* **Work task**: Can you print, word for word, the part of the changelog commit that begins at the words "kevalmorabia97 · kevalmorabia97" and stops after "Optimizer Changelog (Linux)"?

* **Selected text**:

Minor fixes

kevalmorabia97 · kevalmorabia97 · commit be09664228d0 · 2025-09-17T12:36:22.000-07:00
Signed-off-by: Keval Morabia &lt;28916987+kevalmorabia97@users.noreply.github.com&gt;
diff --git a/CHANGELOG.rst b/CHANGELOG.rst
@@ -5,16 +5,17 @@ Model Optimizer Changelog (Linux)
 ^^^^^^^^^^^^^^^^^
 
 **Deprecations**
+
 - Deprecated ``quantize_mode`` argument in ``examples/onnx_ptq/evaluate.py`` to support strongly typing. Use ``engine_precision`` instead.
-- TRT-LLM's TRT backend in ``examples/llm_ptq`` and ``examples/vlm_ptq``. Tasks ``build`` and ``benchmark`` support are removed and replaced with ``quant``. For performance evaluation, please use ``trtllm-bench`` directly.
+- Deprecated TRT-LLM's TRT backend in ``examples/llm_ptq`` and ``examples/vlm_ptq``. Tasks ``build`` and ``benchmark`` support are removed and replaced with ``quant``. For performance evaluation, please use ``trtllm-bench`` directly.
 - ``--export_fmt`` flag in ``examples/llm_ptq`` is removed. By default we export to the unified Hugging Face checkpoint format.
-- ``int8_sq`` quantization format is deprecated from the ``examples/vlm_ptq`` respect to the TensorRT-LLM's torch backend switch. Please refer to the previous releases if this quantization format is needed.

* **Referring-expression pointing data**:

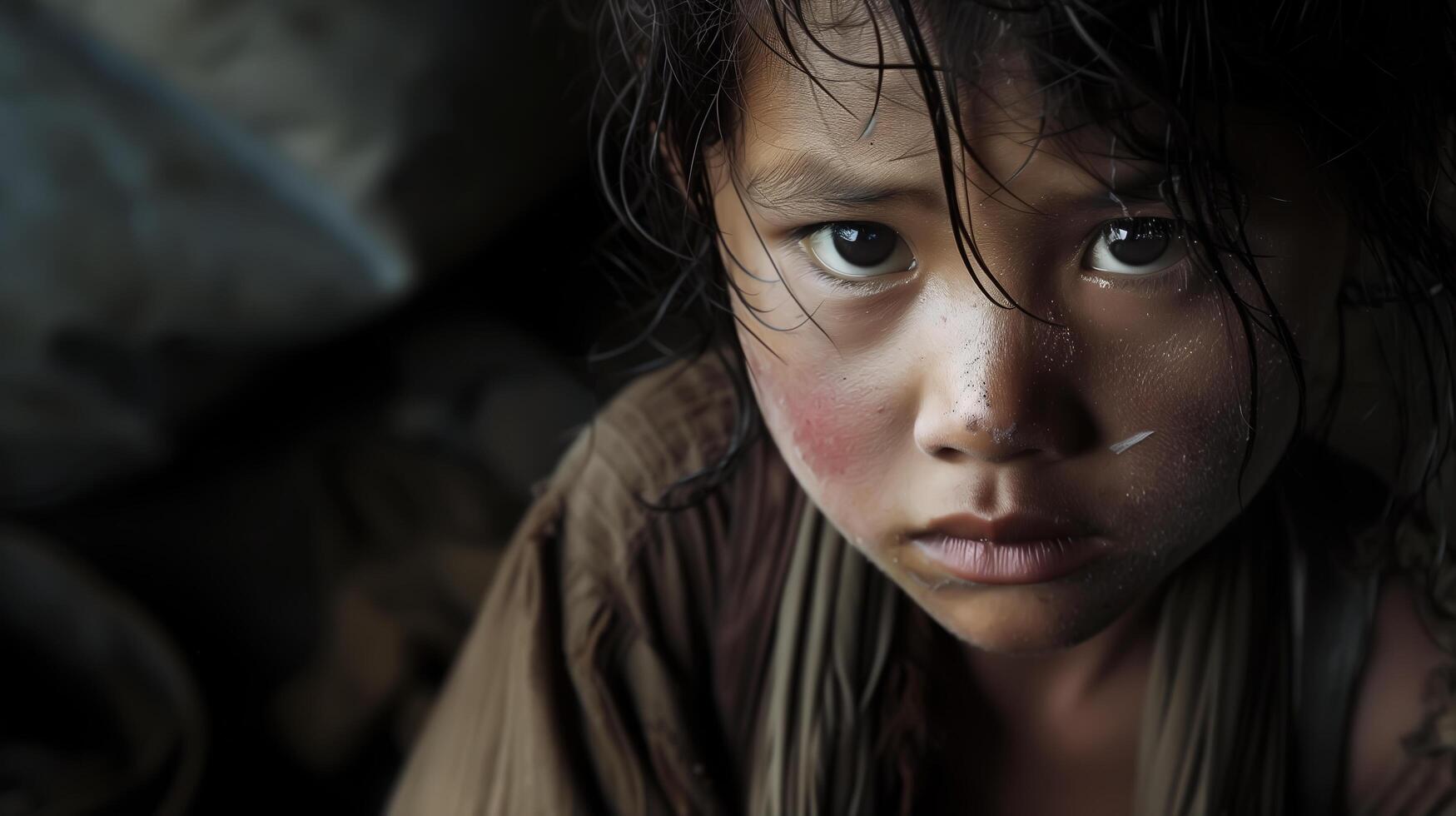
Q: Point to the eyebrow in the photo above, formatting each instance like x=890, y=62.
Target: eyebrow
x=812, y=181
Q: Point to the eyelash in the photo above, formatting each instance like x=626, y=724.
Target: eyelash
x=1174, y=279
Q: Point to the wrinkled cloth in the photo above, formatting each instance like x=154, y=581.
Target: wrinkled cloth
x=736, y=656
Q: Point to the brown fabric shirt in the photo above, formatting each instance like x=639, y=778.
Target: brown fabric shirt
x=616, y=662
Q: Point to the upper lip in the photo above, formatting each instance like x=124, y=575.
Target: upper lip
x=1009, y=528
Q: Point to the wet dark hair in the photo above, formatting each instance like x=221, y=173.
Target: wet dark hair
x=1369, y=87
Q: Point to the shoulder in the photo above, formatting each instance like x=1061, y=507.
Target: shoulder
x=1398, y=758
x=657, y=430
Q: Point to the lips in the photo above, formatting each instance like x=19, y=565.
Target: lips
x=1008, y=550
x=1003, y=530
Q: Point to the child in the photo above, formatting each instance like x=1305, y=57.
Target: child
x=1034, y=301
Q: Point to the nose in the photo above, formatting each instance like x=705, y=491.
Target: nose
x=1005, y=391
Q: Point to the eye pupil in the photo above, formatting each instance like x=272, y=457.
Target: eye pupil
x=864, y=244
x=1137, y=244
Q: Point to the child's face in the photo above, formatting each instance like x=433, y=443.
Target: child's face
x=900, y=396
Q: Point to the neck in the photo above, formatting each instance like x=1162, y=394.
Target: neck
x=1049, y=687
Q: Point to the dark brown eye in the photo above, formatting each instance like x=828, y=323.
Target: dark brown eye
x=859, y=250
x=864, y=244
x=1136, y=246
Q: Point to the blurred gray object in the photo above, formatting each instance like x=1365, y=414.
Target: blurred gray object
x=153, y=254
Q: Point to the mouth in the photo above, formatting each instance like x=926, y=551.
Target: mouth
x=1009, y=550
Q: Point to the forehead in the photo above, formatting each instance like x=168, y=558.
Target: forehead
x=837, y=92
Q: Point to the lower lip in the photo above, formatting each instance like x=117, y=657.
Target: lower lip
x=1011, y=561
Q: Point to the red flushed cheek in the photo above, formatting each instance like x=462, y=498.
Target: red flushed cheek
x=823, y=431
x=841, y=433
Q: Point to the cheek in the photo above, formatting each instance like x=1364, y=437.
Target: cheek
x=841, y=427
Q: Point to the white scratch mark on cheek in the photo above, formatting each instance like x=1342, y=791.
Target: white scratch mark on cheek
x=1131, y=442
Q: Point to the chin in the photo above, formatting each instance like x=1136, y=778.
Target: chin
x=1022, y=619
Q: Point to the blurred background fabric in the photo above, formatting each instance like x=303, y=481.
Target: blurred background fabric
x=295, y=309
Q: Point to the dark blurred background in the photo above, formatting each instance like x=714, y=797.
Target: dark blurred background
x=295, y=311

* **Worked solution**:
kevalmorabia97 · kevalmorabia97 · commit be09664228d0 · 2025-09-17T12:36:22.000-07:00
Signed-off-by: Keval Morabia &lt;28916987+kevalmorabia97@users.noreply.github.com&gt;
diff --git a/CHANGELOG.rst b/CHANGELOG.rst
@@ -5,16 +5,17 @@ Model Optimizer Changelog (Linux)